*** Begin section ***

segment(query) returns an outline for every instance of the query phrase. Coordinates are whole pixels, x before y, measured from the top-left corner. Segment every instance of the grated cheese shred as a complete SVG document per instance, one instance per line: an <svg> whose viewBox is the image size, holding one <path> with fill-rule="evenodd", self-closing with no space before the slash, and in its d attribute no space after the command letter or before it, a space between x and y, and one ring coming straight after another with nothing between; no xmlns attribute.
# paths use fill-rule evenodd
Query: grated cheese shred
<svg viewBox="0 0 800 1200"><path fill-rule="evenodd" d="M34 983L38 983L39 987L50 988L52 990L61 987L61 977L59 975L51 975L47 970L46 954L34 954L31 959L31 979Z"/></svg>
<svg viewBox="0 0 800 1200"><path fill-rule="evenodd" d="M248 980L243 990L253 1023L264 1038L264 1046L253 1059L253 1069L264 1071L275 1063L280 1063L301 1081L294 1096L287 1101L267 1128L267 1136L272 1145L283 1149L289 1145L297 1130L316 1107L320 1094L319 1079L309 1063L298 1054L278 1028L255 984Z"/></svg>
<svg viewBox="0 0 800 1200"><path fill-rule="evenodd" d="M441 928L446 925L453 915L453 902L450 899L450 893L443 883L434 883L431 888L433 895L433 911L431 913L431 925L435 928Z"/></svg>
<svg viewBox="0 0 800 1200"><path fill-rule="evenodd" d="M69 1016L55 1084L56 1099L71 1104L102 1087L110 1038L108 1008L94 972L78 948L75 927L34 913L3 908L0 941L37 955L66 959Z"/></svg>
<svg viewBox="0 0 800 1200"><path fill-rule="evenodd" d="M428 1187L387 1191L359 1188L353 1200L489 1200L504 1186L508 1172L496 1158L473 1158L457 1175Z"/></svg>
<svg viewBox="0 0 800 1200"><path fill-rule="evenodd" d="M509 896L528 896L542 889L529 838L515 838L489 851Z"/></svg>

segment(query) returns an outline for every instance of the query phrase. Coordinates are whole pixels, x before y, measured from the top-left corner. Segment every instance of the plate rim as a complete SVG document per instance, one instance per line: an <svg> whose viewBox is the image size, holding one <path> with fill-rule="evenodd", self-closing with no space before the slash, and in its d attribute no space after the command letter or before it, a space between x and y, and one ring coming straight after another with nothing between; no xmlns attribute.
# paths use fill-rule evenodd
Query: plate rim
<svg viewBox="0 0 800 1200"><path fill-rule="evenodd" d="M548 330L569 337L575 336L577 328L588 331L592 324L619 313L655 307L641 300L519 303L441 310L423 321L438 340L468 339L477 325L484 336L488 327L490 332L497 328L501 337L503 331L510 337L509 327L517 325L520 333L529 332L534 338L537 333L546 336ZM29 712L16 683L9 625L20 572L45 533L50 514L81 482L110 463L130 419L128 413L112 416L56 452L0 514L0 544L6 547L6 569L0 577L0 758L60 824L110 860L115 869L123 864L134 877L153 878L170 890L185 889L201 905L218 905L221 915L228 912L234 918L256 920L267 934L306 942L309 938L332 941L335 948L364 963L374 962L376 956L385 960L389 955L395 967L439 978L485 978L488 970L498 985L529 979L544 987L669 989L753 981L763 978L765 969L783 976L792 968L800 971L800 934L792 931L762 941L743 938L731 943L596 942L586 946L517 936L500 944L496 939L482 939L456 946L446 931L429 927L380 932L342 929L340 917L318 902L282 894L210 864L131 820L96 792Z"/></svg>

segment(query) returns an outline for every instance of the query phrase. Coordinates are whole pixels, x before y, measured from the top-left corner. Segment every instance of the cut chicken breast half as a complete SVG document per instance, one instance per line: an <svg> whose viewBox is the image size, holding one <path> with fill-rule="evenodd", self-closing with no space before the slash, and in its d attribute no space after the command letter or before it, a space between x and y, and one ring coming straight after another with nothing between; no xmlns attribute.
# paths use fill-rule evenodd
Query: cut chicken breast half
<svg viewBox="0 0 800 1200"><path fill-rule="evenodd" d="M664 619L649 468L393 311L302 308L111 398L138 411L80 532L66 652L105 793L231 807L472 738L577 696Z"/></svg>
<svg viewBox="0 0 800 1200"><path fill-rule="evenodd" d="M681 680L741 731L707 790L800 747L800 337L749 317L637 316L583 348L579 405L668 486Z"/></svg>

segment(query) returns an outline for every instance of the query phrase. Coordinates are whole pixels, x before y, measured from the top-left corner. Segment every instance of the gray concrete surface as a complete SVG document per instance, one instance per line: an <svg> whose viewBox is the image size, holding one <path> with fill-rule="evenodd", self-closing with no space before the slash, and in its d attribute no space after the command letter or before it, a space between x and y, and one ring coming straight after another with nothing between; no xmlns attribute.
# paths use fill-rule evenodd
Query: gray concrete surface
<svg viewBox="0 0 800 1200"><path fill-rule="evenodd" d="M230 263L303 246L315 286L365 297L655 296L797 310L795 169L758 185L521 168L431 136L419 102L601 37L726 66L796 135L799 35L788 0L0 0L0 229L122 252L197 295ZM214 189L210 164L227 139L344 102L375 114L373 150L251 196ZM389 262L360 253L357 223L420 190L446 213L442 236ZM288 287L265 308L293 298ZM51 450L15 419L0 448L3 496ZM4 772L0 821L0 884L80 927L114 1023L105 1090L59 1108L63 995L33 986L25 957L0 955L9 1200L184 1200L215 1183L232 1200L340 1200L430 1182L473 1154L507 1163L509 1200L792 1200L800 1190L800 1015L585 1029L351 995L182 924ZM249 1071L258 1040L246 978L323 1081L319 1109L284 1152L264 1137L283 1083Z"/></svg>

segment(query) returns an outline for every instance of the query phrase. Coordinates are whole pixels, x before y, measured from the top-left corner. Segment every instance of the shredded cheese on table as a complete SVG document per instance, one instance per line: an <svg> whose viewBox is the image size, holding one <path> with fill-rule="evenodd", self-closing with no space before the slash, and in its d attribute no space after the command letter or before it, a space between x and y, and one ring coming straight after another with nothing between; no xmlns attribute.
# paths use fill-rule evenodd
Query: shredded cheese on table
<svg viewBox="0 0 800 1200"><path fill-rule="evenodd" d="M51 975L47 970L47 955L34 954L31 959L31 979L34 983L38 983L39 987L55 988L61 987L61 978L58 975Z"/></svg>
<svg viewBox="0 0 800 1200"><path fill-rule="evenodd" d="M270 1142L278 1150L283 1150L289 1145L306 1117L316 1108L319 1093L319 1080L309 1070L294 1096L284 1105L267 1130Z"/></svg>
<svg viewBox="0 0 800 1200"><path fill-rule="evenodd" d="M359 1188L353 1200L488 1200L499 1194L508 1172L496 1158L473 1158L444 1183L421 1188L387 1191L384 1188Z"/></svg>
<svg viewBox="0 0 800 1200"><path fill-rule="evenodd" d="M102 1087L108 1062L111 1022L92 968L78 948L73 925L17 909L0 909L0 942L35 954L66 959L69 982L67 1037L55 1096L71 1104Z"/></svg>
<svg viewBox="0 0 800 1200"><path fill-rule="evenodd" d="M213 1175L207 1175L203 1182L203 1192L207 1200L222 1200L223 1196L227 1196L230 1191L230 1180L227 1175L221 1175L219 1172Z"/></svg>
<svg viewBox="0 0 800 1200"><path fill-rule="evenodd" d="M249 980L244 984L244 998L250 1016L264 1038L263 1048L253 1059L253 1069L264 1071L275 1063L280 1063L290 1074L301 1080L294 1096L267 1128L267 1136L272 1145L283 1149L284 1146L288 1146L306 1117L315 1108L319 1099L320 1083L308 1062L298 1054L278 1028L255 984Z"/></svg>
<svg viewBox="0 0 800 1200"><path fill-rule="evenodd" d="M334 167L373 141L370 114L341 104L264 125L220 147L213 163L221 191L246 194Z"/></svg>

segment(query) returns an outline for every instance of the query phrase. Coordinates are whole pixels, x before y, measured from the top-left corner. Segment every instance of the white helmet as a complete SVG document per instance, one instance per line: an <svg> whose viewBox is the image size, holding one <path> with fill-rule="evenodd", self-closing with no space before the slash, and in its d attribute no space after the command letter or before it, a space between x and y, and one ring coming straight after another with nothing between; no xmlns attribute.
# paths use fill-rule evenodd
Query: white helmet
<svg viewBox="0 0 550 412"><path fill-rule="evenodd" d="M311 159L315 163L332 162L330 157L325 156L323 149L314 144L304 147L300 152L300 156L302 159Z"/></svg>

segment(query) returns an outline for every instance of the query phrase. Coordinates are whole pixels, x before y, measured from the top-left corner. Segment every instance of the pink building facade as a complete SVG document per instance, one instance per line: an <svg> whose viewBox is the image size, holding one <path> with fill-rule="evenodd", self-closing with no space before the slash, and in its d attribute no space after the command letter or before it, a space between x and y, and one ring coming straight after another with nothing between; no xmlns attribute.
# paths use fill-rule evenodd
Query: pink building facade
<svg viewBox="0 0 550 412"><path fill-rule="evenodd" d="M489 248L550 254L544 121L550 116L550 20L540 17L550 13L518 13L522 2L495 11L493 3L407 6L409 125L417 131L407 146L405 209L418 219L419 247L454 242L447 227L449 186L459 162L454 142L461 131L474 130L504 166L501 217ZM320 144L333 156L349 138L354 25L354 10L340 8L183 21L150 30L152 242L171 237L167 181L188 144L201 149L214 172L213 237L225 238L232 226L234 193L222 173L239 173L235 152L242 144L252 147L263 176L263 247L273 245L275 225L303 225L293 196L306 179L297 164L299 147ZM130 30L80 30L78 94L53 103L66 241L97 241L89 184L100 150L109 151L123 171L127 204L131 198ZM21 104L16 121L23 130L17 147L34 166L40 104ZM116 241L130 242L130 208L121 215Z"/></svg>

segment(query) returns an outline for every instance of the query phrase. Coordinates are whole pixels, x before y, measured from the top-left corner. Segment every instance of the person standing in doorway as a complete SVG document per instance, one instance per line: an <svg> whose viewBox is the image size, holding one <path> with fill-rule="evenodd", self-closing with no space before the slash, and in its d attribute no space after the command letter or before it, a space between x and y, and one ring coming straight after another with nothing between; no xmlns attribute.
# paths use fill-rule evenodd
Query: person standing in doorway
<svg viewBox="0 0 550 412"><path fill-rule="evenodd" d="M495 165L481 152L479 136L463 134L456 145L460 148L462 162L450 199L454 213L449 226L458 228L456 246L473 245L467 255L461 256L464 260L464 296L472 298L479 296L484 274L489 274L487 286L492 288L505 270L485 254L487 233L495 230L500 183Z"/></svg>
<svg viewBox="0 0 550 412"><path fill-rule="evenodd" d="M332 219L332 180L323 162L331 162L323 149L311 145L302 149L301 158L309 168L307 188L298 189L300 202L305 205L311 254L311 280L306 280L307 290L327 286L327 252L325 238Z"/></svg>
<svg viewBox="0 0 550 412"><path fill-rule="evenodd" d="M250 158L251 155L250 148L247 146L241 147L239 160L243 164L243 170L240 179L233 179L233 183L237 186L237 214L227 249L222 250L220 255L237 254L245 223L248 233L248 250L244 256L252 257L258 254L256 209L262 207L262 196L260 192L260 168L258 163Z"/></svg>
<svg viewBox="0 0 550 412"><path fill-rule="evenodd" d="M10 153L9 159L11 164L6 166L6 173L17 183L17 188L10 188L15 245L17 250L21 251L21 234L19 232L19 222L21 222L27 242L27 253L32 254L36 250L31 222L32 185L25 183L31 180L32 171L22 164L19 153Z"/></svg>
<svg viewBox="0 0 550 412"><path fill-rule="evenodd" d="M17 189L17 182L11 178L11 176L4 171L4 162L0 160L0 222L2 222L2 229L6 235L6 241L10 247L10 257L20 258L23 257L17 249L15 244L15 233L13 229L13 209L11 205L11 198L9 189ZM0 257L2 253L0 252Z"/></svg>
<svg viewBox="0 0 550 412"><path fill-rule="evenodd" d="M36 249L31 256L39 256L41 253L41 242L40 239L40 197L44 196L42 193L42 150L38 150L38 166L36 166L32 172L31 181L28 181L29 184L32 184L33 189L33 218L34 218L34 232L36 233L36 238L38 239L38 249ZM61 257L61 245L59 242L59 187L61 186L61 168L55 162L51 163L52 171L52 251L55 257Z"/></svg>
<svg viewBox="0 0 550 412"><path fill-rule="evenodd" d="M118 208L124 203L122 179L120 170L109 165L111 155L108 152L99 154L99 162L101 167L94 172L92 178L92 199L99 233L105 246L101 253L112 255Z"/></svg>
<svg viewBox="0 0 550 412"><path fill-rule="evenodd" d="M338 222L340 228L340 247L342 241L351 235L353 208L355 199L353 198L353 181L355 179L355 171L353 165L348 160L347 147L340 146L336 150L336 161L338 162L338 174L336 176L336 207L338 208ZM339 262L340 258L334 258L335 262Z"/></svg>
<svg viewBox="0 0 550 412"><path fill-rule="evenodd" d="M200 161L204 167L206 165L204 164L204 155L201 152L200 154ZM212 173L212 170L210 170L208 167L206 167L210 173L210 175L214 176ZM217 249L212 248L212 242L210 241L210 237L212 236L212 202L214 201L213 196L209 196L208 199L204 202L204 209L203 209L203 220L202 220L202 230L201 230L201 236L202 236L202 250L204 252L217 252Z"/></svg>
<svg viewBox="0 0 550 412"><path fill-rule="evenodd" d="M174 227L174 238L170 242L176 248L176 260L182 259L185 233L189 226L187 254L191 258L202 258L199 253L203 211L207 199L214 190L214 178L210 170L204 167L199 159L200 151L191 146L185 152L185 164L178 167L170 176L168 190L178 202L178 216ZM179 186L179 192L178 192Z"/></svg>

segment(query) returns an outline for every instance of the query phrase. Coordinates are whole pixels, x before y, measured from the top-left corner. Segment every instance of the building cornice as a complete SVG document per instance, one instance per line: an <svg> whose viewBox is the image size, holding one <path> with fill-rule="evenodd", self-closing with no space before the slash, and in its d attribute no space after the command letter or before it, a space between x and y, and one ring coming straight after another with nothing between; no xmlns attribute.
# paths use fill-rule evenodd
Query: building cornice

*** End section ***

● **What you have to do**
Which lines of the data above contain "cornice"? Copy each one.

● **Answer space**
segment(query) returns an outline for every instance of the query phrase. Coordinates are whole pixels, x before y, measured from the top-left corner. Segment every instance of the building cornice as a complete SVG document per instance, one instance per line: an <svg> whose viewBox is the image size, holding one <path> with fill-rule="evenodd", self-closing with no space before the slash, and in its d attribute no space after the command letter or before it, a space between x and y, and one ring coming straight after another with nothing between; no xmlns attribute.
Query: building cornice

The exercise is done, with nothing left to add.